ZIEL DER ÜBUNG →
Beantworte anhand des Forenthreads zur Versionsanzeige von NFS Hot Pursuit:
(a) In welcher Datei steht die Versionsnummer?
(b) Welche Versionsnummer steht dort nach Patch zwei?
(c) Was sollte laut Antwort normalerweise passieren, wenn man einen Patch zweimal installieren will?

━━━ SEITENTEXT

# NFS Hot Pursuit Version anzeigen



## XeonB (24. Februar 2011)

Hi,

vielleicht ist Frage zu einfach:
Wie zeige ich an welche Versionsnummer (nach patch) mein nfs hat - was wird nach patch 2 angezeigt?
Und was passiert, wenn ich 2mal den gleichen Patch drüber laufen lasse?

Danke


----------



## Dr.Speed (24. Februar 2011)

Geh in das NFS Hot Pursuit Verzeichnis und öffne die Textdatei VERSION. In dieser steht dann die Versionsnummer. Nach Patch zwei steht dort 1.0.2.0

Einen Patch zweimal installieren geht wenn, dann nur mit ein paar Tricks. Normalerweise, sollte die Installation aber gar nicht starten. Wenn du den Patch aber trotzdem nochmal aufspielen willst musst du in der Textdatei VERSION die Zahl von 1.0.X.0 auf 1.0.0.0 bzw. 1.0.1.0 ändern.


----------



## XeonB (24. Februar 2011)

Merci Danke


----------



## Dr.Speed (24. Februar 2011)

Kein Problem. Ist gerne geschehen.


----------

━━━━━━
━━━ DATENSÄTZE

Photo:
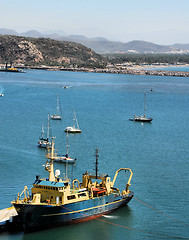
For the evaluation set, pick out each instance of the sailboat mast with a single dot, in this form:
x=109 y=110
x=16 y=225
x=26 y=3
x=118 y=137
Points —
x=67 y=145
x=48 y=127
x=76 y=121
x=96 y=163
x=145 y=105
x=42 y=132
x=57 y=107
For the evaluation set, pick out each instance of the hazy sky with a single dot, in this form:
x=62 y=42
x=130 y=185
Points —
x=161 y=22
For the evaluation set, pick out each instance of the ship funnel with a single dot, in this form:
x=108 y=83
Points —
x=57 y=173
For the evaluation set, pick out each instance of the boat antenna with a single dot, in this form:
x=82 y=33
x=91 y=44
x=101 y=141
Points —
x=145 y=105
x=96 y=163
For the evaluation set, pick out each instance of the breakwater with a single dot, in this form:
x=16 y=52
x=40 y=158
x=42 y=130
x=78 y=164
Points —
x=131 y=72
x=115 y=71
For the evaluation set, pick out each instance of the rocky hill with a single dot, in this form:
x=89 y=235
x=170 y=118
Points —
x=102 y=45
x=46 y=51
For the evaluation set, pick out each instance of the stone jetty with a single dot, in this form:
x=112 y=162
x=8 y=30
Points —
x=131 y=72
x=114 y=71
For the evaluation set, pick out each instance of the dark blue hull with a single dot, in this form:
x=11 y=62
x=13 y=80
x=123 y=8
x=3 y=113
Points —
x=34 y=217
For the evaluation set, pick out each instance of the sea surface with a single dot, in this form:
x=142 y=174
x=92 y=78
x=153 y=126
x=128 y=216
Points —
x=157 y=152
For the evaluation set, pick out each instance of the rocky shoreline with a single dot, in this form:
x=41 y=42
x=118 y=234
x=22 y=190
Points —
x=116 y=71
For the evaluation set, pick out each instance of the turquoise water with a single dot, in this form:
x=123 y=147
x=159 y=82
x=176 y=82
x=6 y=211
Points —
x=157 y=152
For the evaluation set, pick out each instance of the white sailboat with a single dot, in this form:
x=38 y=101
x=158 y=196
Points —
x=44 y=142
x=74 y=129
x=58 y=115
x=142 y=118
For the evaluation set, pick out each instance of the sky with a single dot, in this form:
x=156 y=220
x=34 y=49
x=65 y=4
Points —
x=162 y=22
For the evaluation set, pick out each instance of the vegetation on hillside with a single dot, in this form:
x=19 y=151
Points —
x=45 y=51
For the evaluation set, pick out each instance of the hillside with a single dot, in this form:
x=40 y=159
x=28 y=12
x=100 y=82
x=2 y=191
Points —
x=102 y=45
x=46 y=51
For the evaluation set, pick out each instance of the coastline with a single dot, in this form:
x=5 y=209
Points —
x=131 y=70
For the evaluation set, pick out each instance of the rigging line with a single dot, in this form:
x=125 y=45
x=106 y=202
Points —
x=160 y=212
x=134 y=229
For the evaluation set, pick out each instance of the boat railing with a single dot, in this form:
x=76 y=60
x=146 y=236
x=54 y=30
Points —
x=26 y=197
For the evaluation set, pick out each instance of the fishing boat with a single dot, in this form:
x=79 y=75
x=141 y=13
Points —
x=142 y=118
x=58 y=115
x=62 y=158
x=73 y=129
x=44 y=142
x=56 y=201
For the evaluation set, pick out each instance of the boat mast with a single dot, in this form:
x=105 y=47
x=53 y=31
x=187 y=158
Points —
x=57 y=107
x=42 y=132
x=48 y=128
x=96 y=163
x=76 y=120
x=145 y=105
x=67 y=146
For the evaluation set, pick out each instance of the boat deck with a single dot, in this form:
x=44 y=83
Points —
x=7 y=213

━━━━━━

RICHTIGES ERGEBNIS →
(a) In der Textdatei VERSION im NFS Hot Pursuit Verzeichnis.
(b) 1.0.2.0
(c) Die Installation sollte gar nicht erst starten.